**Travail demandé**
1/ D'après l'extrait, pourquoi le Guide doit-il lâcher du lest ? Répondez en une à trois phrases.
2/ Selon l'extrait, combien de chaînes de télévision occidentales en langue farsi sont prêtes à agresser le pays ?
3/ Traduisez en anglais la phrase suivante de l'extrait : « D'ores et déjà, en signe de bonne volonté, les Houthis (chiites) ont accepté de participer à un gouvernement d'union nationale au Yémen avec les partis sunnites. »

Le Guide aurait déjà fait obstacle au projet de détournement du gaz iranien, mais il doit lâcher du lest. Non seulement de manière à faire lever les sanctions internationales qui font gravement souffrir le pays, mais surtout parce que les États-Unis sont prêts à le déstabiliser en cas d’échec. Plus de 80 chaînes de télévision occidentales en langue farsi sont prêtes à agresser le pays, tandis que les terroristes des Moudjahidines du peuple alignent leurs kamikazes.
À une semaine de la date limite, il semble que Washington se contenterait de « geler » la situation dans la région et ne chercherait plus à changer l’équilibre des forces. Le monde arabe serait partagé entre l’Iran et l’Arabie saoudite, chacun de ces États étant respectivement responsable des chiites et des sunnites.
L’administration Obama aurait réglé la succession du roi Abdallah en garantissant à chaque clan des Séoud le maintien héréditaire de ses privilèges actuels. Elle accepterait identiquement le maintien de l’influence iranienne à condition que celle-ci renonce à s’étendre par les armes.
D’ores et déjà, en signe de bonne volonté, les Houthis (chiites) ont accepté de participer à un gouvernement d’union nationale au Yémen avec les partis sunnites. Surtout, après avoir pris la capitale, ils ont cessé leur progression laissant Aden aux mains de leurs rivaux. De la sorte, ils renoncent au détroit de Bab el-Mandeb et au contrôle de la Mer Rouge.

**Document source**
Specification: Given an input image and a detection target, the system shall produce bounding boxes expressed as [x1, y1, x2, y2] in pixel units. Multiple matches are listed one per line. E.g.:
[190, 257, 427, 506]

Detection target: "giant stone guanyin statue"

**Corrigé**
1/ Le Guide doit lâcher du lest pour obtenir la levée des sanctions internationales qui font gravement souffrir le pays. Il le doit surtout parce que les États-Unis sont prêts à déstabiliser l'Iran en cas d'échec.

2/ Plus de 80 chaînes.

3/ Already, as a sign of goodwill, the Houthis (Shiites) have agreed to take part in a national unity government in Yemen with the Sunni parties.